··· The data ···
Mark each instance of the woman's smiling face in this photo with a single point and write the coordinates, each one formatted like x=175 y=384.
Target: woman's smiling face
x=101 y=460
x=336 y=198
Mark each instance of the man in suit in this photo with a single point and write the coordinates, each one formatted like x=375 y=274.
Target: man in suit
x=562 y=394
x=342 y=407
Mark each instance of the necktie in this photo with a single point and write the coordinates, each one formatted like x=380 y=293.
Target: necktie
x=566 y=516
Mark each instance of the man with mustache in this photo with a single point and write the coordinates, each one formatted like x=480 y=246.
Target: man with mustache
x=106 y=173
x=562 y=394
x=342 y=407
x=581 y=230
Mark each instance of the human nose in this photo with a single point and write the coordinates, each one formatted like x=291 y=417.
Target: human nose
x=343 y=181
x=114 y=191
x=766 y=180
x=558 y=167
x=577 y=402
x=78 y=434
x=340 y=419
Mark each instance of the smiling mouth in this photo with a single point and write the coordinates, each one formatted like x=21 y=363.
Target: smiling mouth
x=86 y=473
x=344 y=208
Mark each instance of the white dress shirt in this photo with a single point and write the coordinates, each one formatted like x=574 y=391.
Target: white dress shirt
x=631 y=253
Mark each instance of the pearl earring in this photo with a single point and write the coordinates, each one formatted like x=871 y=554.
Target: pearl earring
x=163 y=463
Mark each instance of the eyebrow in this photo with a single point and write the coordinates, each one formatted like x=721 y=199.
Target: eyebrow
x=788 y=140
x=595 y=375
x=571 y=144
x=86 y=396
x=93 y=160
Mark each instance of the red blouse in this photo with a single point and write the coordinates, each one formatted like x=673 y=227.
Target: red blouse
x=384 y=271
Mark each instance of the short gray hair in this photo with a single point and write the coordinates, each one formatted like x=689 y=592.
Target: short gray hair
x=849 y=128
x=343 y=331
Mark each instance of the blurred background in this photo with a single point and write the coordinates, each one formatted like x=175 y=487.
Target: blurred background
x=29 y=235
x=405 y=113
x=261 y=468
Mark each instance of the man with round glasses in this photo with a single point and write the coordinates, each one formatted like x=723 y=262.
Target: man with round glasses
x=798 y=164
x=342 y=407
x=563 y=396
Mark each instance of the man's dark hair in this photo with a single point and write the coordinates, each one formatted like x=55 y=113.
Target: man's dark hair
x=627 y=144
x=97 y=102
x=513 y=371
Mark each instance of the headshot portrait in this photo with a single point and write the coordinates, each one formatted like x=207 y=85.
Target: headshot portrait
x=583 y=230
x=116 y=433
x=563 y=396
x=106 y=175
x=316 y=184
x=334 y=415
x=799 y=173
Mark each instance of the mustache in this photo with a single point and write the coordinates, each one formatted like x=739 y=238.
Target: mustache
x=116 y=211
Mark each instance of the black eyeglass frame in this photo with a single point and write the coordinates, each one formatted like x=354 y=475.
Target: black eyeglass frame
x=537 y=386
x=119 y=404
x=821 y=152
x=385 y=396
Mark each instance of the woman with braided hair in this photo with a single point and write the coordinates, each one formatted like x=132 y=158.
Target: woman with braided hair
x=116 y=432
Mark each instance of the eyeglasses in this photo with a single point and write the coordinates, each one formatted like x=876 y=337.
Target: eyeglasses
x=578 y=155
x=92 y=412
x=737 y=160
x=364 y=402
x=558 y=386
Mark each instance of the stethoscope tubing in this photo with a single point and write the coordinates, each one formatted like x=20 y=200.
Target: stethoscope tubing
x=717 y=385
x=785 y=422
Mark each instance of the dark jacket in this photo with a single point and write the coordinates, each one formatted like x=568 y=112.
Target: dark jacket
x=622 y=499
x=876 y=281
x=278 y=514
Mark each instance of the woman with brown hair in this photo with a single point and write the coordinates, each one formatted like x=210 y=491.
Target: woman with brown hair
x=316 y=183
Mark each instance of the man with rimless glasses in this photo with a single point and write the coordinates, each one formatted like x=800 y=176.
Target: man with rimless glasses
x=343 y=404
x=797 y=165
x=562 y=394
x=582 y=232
···
··· The data ···
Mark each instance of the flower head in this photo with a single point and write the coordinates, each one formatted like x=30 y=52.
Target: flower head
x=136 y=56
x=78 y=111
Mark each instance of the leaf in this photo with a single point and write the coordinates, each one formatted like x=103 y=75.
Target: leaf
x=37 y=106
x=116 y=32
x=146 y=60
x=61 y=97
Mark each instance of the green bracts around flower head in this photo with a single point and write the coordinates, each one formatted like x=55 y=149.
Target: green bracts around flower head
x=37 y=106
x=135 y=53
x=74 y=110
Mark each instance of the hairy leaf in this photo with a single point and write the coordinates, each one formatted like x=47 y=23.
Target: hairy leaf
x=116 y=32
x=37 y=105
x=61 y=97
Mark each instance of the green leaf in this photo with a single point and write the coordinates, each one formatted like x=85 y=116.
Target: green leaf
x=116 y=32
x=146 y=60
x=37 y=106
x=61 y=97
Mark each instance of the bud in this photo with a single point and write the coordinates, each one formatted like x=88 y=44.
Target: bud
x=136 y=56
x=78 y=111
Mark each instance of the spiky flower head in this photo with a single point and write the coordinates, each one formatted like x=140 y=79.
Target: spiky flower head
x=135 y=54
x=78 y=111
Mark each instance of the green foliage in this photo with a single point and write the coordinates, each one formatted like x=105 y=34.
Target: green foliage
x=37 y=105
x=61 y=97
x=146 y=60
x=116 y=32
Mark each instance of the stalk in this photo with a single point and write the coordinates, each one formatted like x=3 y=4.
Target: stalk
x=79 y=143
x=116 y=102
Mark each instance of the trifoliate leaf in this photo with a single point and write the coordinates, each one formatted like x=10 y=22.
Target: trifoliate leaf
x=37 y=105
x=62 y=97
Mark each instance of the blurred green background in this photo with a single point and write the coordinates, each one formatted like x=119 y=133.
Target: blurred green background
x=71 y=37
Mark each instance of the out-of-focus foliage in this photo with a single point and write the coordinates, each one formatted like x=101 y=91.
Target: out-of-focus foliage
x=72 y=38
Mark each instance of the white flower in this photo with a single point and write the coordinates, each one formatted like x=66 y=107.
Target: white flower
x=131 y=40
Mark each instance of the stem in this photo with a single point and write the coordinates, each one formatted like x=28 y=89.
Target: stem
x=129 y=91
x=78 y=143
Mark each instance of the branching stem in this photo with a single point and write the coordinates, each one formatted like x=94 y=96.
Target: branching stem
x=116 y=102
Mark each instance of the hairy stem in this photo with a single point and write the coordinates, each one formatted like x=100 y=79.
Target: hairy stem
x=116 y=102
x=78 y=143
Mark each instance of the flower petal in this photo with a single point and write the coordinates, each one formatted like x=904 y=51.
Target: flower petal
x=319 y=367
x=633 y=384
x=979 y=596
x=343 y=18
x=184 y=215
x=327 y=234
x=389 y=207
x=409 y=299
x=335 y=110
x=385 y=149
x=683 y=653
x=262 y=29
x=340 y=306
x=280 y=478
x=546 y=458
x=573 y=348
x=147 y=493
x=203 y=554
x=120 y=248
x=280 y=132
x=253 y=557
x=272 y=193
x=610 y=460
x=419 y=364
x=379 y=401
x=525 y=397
···
Change the rows starting at "Mark each instance of the man with round" and ending at "x=513 y=371" by replacing "round glasses" with "wire-rimmed glasses", leaving everything else unchanged.

Mark each instance of the man with wire-rimmed glasses in this photo with a single point and write the coordinates, each one formatted like x=723 y=262.
Target: man with wire-rimmed glasses
x=798 y=164
x=342 y=407
x=563 y=396
Mark each instance of the man's dark hair in this photo with a single point and write the coordinates, each one formatted like x=55 y=113.
Target: man's dark hair
x=627 y=144
x=97 y=102
x=513 y=371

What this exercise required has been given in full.